Could you format everything from the start of the records down to and including the line that contains "x=336, y=573" as a Markdown table? Use the columns Row and Record line, numbering the rows and leaving out any blank lines.

• _Listed entries_:
========================

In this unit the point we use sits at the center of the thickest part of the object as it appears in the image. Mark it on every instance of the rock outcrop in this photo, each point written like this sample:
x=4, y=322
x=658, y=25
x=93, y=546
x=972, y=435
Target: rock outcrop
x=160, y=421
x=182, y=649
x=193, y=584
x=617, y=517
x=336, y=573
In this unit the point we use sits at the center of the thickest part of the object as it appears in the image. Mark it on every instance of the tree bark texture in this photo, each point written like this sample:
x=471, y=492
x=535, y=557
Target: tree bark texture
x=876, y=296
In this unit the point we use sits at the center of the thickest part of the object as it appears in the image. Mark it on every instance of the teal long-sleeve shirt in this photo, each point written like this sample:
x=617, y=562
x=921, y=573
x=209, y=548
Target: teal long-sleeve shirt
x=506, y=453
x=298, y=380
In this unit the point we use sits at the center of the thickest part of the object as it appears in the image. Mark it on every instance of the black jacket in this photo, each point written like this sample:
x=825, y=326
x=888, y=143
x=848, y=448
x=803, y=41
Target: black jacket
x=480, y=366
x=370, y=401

========================

• _Problem solution_:
| Row | Record line |
|---|---|
| 1 | In this unit the point we use sits at the center of the thickest part of the object as it appears in the image. Mark it on every instance of the rock outcrop in this photo, each point written like this sample: |
| 2 | x=4, y=322 |
| 3 | x=658, y=25 |
| 4 | x=93, y=546 |
| 5 | x=972, y=435 |
| 6 | Target: rock outcrop |
| 7 | x=160, y=421 |
| 8 | x=182, y=649 |
| 9 | x=193, y=584 |
| 10 | x=617, y=517 |
| 11 | x=336, y=573 |